(Contour labeling items)
────
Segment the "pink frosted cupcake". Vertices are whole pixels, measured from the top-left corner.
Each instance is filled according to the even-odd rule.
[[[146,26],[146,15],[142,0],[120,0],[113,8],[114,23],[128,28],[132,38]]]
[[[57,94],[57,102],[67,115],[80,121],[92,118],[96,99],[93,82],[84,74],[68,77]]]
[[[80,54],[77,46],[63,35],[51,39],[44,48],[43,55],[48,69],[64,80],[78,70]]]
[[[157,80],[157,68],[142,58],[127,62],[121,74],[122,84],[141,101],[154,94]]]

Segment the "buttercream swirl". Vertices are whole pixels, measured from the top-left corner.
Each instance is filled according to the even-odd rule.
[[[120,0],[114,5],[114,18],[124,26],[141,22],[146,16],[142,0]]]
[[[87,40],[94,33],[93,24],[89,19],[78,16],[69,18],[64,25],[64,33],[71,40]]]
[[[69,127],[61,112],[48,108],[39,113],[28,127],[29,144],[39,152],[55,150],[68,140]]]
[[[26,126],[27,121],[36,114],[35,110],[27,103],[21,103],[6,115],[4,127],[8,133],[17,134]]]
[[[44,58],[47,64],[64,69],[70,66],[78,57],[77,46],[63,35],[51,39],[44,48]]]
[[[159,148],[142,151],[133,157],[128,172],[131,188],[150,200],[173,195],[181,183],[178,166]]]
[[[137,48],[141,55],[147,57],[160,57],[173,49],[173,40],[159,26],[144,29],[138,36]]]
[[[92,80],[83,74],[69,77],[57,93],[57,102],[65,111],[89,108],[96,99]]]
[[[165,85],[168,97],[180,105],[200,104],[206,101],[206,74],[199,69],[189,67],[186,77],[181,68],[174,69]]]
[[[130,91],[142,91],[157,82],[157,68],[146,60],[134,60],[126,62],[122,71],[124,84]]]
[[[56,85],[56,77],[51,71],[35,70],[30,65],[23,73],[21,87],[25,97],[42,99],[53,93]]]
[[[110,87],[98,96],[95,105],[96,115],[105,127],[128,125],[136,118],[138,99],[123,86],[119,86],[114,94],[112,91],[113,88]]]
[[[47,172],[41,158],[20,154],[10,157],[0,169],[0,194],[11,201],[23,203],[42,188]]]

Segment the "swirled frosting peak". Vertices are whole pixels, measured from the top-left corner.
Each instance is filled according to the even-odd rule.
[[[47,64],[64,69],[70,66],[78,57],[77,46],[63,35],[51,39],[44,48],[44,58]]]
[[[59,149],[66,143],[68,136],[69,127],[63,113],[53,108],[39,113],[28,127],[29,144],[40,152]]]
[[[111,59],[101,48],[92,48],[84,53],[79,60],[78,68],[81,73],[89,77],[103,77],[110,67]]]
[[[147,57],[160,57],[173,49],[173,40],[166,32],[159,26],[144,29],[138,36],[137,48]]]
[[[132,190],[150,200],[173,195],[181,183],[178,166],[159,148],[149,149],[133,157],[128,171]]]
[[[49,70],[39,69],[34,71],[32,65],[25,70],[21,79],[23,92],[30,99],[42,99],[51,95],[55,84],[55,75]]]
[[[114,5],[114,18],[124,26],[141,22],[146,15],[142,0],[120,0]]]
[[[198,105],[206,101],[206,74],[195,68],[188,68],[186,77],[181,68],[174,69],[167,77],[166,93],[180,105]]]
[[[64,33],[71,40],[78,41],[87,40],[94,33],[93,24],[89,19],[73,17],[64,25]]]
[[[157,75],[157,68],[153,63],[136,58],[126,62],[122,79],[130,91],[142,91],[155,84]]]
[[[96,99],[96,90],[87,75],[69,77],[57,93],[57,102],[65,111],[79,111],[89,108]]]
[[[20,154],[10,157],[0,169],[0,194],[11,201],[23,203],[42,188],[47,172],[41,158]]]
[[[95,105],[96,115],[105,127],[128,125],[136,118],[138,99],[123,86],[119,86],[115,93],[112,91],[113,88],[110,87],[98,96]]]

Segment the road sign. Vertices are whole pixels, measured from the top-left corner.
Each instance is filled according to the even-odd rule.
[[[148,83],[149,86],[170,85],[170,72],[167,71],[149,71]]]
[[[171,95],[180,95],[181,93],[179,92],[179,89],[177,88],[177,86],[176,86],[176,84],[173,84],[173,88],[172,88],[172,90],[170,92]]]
────
• What needs to be done
Reproduce every one of the rows above word for word, leaving nothing out and changing nothing.

• Solution for this problem
Segment the "pink frosted cupcake". Vertices are whole pixels, measured from the top-left corner.
Each instance is filled according to the even-odd rule.
[[[146,26],[146,15],[142,0],[120,0],[113,8],[114,23],[128,28],[132,38]]]
[[[57,94],[57,102],[67,115],[80,121],[92,118],[96,99],[93,82],[84,74],[68,77]]]
[[[80,54],[77,46],[63,35],[51,39],[44,48],[43,55],[48,69],[64,80],[78,70]]]
[[[157,80],[157,68],[142,58],[127,62],[121,74],[122,84],[141,101],[154,94]]]

Segment the "buttercream swirl". Vertices are whole pixels, measured from the top-left corner.
Each instance is filled according to the even-odd rule.
[[[120,0],[114,5],[114,18],[124,26],[141,22],[146,16],[142,0]]]
[[[87,40],[94,33],[93,24],[89,19],[78,16],[69,18],[64,25],[64,33],[71,40]]]
[[[69,127],[61,112],[48,108],[39,113],[28,127],[29,144],[39,152],[55,150],[68,140]]]
[[[26,126],[27,121],[36,114],[35,110],[27,103],[21,103],[6,115],[4,127],[8,133],[17,134]]]
[[[44,58],[47,64],[64,69],[70,66],[78,57],[77,46],[63,35],[51,39],[44,48]]]
[[[159,148],[142,151],[133,157],[128,172],[131,188],[150,200],[173,195],[181,183],[178,166]]]
[[[137,48],[141,55],[147,57],[160,57],[173,49],[173,40],[159,26],[144,29],[138,36]]]
[[[92,80],[83,74],[69,77],[57,93],[57,102],[65,111],[89,108],[96,99]]]
[[[165,85],[168,97],[180,105],[200,104],[206,101],[206,74],[199,69],[189,67],[186,77],[181,68],[174,69]]]
[[[130,91],[142,91],[157,82],[157,68],[146,60],[134,60],[126,62],[122,71],[124,84]]]
[[[56,85],[56,77],[51,71],[35,70],[30,65],[23,73],[21,87],[25,97],[42,99],[53,93]]]
[[[110,87],[98,96],[95,105],[96,115],[105,127],[128,125],[136,118],[138,99],[123,86],[119,86],[114,94],[112,91],[113,88]]]
[[[47,172],[41,158],[20,154],[10,157],[0,169],[0,194],[11,201],[23,203],[42,188]]]

Segment the "swirled frosting peak". Vertices are whole pixels, measured from the top-left corner.
Each instance is filled according to the even-odd rule.
[[[47,64],[64,69],[70,66],[78,57],[77,46],[63,35],[51,39],[44,48],[44,58]]]
[[[59,149],[66,143],[68,136],[69,127],[63,113],[53,108],[39,113],[28,127],[29,144],[40,152]]]
[[[111,59],[101,48],[92,48],[84,53],[79,60],[78,68],[81,73],[89,77],[103,77],[110,67]]]
[[[147,57],[160,57],[173,49],[173,40],[166,32],[159,26],[144,29],[138,36],[137,48]]]
[[[132,190],[150,200],[173,195],[181,183],[178,166],[159,148],[149,149],[133,157],[128,171]]]
[[[49,70],[39,69],[34,71],[32,65],[25,70],[21,79],[23,92],[30,99],[42,99],[51,95],[55,84],[55,75]]]
[[[114,5],[114,18],[124,26],[141,22],[146,15],[142,0],[120,0]]]
[[[198,105],[206,101],[206,74],[195,68],[188,68],[186,77],[181,68],[174,69],[167,77],[166,93],[180,105]]]
[[[64,33],[71,40],[78,41],[87,40],[94,33],[93,24],[89,19],[73,17],[64,25]]]
[[[157,75],[157,68],[153,63],[136,58],[126,62],[122,79],[130,91],[142,91],[155,84]]]
[[[96,99],[96,90],[87,75],[69,77],[57,93],[57,102],[65,111],[79,111],[89,108]]]
[[[20,154],[10,157],[0,169],[0,194],[11,201],[23,203],[42,188],[47,172],[41,158]]]
[[[95,105],[96,115],[105,127],[128,125],[136,118],[138,99],[123,86],[119,86],[115,93],[112,91],[113,88],[110,87],[98,96]]]

Segment the road sign. Vertices are whole pixels, measured from the top-left corner.
Each instance is filled according to the even-odd rule.
[[[148,83],[149,86],[170,85],[170,72],[167,71],[149,71]]]
[[[171,95],[180,95],[181,93],[179,92],[179,89],[177,88],[177,86],[176,86],[176,84],[173,84],[173,88],[172,88],[172,90],[170,92]]]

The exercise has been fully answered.